START AVAILABLE RECORDS

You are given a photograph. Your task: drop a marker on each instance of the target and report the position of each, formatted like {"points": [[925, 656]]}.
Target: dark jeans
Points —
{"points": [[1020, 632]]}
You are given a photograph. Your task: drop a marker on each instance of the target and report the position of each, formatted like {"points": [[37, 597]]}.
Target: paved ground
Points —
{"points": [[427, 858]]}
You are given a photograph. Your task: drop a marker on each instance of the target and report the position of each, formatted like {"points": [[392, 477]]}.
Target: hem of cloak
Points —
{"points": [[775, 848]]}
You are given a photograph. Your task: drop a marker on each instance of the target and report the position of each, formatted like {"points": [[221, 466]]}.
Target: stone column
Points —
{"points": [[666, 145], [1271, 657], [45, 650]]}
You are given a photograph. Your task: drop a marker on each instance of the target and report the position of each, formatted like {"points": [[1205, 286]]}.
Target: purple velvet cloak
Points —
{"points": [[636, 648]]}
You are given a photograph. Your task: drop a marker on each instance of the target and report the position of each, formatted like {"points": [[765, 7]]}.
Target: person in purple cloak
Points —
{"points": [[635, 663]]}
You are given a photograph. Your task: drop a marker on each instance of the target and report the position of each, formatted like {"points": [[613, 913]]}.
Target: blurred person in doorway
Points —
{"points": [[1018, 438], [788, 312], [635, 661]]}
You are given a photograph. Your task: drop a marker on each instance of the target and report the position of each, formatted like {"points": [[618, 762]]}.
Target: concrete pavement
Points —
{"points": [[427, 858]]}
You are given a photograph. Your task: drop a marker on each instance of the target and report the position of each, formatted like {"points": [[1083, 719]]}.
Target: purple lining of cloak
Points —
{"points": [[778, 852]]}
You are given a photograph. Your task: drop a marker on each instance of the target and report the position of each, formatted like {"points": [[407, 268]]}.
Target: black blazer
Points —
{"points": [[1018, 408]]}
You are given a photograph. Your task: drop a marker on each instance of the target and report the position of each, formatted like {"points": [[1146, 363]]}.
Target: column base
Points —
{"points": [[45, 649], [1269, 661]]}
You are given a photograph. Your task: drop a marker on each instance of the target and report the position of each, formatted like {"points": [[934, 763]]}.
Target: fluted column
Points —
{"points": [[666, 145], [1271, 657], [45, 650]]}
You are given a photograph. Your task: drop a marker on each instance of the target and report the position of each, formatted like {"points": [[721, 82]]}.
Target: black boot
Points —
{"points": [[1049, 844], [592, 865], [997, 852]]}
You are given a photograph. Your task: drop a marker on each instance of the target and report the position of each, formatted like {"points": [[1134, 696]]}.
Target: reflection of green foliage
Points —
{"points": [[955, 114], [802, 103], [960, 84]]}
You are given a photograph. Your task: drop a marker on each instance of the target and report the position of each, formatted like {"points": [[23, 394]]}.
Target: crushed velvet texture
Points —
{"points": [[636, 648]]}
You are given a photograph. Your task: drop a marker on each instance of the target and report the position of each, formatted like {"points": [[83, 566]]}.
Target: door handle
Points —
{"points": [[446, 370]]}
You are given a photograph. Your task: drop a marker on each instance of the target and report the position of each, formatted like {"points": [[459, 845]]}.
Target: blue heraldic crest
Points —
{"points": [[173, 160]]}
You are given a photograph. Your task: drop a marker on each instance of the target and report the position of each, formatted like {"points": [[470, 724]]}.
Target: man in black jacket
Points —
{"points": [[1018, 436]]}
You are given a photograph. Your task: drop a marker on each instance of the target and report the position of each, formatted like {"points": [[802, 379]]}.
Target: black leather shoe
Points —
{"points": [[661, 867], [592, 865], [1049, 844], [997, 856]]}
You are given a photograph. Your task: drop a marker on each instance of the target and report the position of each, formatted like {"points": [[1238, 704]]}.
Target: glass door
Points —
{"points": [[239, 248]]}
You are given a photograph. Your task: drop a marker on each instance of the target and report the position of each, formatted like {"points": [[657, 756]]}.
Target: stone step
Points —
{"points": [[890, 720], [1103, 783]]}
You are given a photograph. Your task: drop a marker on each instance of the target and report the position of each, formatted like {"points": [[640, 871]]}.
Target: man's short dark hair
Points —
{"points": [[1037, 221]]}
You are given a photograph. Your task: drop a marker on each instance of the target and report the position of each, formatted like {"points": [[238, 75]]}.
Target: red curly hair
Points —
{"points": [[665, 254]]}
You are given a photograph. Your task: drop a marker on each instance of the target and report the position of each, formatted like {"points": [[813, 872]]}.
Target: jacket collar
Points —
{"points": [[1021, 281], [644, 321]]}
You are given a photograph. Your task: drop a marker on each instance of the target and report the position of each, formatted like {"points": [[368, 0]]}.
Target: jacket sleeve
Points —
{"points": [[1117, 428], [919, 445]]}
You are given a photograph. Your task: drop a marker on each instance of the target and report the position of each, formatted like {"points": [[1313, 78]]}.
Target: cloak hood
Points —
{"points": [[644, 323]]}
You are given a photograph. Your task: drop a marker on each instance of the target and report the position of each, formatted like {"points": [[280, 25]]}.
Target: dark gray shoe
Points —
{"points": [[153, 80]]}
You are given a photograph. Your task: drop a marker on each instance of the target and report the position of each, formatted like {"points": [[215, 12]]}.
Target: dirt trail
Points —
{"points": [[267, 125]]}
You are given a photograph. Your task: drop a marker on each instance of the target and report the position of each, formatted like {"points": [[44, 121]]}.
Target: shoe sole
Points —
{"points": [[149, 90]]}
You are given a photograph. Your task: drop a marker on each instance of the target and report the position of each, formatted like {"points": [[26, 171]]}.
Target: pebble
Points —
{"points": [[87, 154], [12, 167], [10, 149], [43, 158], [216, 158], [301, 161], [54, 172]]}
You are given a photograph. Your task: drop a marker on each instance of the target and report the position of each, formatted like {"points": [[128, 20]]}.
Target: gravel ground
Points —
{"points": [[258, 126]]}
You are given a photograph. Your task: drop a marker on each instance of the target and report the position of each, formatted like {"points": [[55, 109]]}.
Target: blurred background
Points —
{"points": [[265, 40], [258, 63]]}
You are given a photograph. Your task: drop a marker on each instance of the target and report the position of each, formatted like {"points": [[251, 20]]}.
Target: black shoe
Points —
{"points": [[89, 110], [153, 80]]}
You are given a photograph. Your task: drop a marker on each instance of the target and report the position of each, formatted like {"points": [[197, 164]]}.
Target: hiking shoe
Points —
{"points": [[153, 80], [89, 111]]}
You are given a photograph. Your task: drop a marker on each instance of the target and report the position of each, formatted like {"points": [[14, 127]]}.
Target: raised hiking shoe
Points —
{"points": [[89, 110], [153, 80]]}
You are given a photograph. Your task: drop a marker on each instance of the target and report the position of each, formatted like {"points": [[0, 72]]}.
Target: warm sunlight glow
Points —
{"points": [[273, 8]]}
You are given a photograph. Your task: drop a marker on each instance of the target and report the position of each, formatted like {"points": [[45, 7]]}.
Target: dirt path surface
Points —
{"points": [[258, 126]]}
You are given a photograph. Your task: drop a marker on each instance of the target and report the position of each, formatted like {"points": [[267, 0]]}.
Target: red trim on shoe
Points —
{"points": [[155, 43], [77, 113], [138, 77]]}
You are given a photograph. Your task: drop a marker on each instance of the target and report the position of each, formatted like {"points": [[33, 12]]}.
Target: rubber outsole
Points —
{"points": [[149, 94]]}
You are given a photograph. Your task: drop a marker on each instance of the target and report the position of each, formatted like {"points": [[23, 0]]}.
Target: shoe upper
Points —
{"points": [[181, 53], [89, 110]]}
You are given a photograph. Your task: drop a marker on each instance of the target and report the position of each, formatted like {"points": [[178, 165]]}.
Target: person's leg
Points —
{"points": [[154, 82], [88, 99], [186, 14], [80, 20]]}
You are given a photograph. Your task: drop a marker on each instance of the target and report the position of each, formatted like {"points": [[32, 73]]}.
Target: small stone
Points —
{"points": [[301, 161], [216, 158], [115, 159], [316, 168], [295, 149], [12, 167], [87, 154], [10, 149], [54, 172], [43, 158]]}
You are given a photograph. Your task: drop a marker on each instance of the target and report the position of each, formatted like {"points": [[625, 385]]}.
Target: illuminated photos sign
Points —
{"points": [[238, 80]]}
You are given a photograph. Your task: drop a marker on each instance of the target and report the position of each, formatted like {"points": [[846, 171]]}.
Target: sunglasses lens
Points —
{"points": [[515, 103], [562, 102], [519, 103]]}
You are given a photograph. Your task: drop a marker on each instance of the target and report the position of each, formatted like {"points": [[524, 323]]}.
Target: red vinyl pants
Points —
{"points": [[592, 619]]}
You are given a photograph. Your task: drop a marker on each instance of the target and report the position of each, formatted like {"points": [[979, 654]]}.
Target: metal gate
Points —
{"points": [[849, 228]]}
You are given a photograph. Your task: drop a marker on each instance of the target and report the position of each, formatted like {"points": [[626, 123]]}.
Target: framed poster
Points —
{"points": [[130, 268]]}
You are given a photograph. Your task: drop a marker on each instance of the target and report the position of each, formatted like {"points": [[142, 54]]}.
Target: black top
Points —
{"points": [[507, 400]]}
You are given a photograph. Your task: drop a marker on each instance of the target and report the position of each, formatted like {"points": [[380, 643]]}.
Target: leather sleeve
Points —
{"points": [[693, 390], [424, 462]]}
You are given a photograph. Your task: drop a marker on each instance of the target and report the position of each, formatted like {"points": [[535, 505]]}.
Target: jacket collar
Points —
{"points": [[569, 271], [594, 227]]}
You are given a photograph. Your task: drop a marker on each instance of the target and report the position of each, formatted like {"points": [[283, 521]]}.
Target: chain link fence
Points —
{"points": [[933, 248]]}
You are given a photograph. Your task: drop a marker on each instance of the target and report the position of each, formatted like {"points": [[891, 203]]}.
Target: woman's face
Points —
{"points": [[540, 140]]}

END AVAILABLE RECORDS

*TO DO*:
Say how many lines of the data include the string "hair". Nothing other than the number should be given.

*ANSWER SECTION*:
2